··· Ausgewählte Textstelle ···

Posted by on 20. Oktober 2013

Es hat noch gedauert. Aber Geduld ist eine Tugend und vor deren Probe wurden wir nunmal gestellt. Eins vorneweg: Es hat sich gelohnt zu warten. Und wie.

Als wir nach unserem Trip ans schwarze Meer wieder in Erzurum ankommen, fahren wir am Montag morgen natürlich gleich ins Konsulat. Ich bin mir sicher, dass jetzt alles klappt und richte gleich alle benötigten Dokumente inkl. Passbilder, damit es schnell gehen kann. Freudenerwartend stehe ich zum 7. oder 8. mal im Konsulat und was sagt der Bürokrat? “Sorry, we didn’t receive your number.” Ok… Wo war noch gleich der Brandsatz? Es hilft alles nichts. Wir müssen noch einmal eine Nacht hier verbringen. Also raus aufs Land. Wir finden einen guten Stellplatz bei einem kleinen Wasserreservoir. Im Sommer tummeln sich hier vermutlich die Massen der picknickliebenden Türken. Jetzt ist alles verlassen und wir sind froh, dass bei den Toiletten das Wasser noch nicht abgedreht ist. Wir befinden uns auf ca. 2100m und auch in dieser Nacht wird es wieder eisig kalt, weshalb wir im Auto übernachten. Am nächsten Morgen ist das Wasser im Wassersack auf unserem Auto gefroren…

Am darauffolgenden Tag lassen wir uns ein wenig mehr Zeit beim zusammenpacken. Ich möchte nicht wieder der Erste auf dem Konsulat sein. Die halten mich da noch für verrückt. Auf einmal klingelt mein Handy. Das gab es seit über drei Wochen nicht mehr… Es ist das Konsulat. Die Nummer ist da! Wir sollen doch sofort vorbeikommen. Nichts lieber als das. Also los. Als wir nach Erzurum reinfahren, hat sich etwas verändert. Erzurum ist rot. Blutrot. Überall läuft das Blut geschlachteter Rinder, Lämmer und Ziegen die Straßen entlang. Die Menschen stehen an der Seite und zerlegen geschlachtete Tiere. Es ist Bayram. Ein türkischer Feiertag und Opferfest. Selbst als wir in die Straße zum Konsulat einbiegen, läuft uns das Blut entgegen. Egal. Kurz darauf stehen wir im Konsulat und eine Stunde später halten wir die lang ersehnten Visa in unseren Händen! Geschafft! Unbelievable.

···

### Aufgabenstellung
- A) Fasse den Reisebericht über das Warten auf die Visa in Erzurum in zwei Sätzen zusammen.
- B) Führe den Reisebericht über das Warten auf die Visa in Erzurum im Anschluss an seinen letzten Satz weiter.

··· Rohdaten ···

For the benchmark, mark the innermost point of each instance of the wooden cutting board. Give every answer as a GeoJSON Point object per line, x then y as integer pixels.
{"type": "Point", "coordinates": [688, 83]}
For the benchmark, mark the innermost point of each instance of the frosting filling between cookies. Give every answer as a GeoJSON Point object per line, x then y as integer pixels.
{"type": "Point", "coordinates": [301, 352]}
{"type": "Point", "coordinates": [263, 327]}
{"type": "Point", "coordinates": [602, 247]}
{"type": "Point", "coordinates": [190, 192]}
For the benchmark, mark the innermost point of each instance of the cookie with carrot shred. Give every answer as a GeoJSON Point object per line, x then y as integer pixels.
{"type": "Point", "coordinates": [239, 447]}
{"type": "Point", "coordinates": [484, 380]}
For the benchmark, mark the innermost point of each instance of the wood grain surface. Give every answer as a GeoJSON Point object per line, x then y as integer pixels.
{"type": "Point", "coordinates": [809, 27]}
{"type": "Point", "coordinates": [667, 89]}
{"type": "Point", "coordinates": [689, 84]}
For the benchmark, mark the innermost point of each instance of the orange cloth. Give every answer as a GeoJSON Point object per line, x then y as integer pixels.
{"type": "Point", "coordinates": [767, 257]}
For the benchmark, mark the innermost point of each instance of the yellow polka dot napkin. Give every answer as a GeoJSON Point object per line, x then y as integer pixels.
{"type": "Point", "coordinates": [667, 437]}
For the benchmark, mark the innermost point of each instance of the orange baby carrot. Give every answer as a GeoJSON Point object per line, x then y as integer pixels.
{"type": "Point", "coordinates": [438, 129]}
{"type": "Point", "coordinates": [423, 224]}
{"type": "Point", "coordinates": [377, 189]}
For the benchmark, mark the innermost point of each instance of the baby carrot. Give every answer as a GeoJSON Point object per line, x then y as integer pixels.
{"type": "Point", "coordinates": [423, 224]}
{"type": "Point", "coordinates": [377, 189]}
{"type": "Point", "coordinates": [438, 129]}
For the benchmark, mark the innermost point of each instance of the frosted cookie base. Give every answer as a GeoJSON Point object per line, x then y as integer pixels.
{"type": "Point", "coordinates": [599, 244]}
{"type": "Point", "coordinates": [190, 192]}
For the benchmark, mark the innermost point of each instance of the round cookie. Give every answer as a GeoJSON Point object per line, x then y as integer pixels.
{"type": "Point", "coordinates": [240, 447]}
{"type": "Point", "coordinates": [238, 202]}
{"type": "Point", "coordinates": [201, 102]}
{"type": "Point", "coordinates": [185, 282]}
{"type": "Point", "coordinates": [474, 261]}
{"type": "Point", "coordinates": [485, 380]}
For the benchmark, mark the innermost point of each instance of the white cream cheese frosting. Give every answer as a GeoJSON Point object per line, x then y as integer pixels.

···

### Die Antworten
- A) Nach der Rückkehr vom Schwarzen Meer erfahren die Reisenden im Konsulat in Erzurum, dass ihre Nummer noch nicht eingetroffen ist, und verbringen deshalb eine weitere eiskalte Nacht bei einem Wasserreservoir auf etwa 2100 m. Am nächsten Tag ruft das Konsulat an, und obwohl während des Opferfests Bayram überall in Erzurum das Blut geschlachteter Tiere durch die Straßen läuft, halten sie eine Stunde später endlich ihre Visa in den Händen.

- B)
Jetzt aber ab. Wir brausen aus Erzurum los und wollen schnellstmöglich Richtung iranischer Grenze. Wir fahren kleine Landstraßen durchs türkische Hinterland. Ich liebe mittlerweile diese Routen. Sie sind abwechslungsreich und man kommt immer wieder durch kleine Dörfer im Hinterland, wo man frisches Obst und Gemüse einkaufen kann – abseits dicht befahrener, von Abgas getränkten Straßen. Wir fahren am Vansee vorbei und suchen gegen Abend das nächste Nachtlager. Irgendwo in der Pampa. Doch wo? Irgendwie sind wir mittlerweile etwas zu sehr von den großen Straßen abgekommen. Ich fahre offroad an der türkisch-iranischen Grenze entlang und fühle mich dabei nicht wirklich wohl. Wir fahren durch ärmste Dörfer, unzählige Schaf- und Ziegenherden werden gerade nach Hause getrieben. Wir sind längst in Kurdistan angekommen. Irgendwas sagt mir, dass wir hier nicht übernachten sollten. Also beschließe ich, noch weitere 50 km über übelste Pisten zu fahren, was bei der hereinbrechenden Dunkelheit höchste Konzentration erfordert. Ich suche eine größere Straße, an der wir übernachten können. Bei Özalp kommen wir auf die größere D300 und finden einen Platz an einer Tankstelle. Besser.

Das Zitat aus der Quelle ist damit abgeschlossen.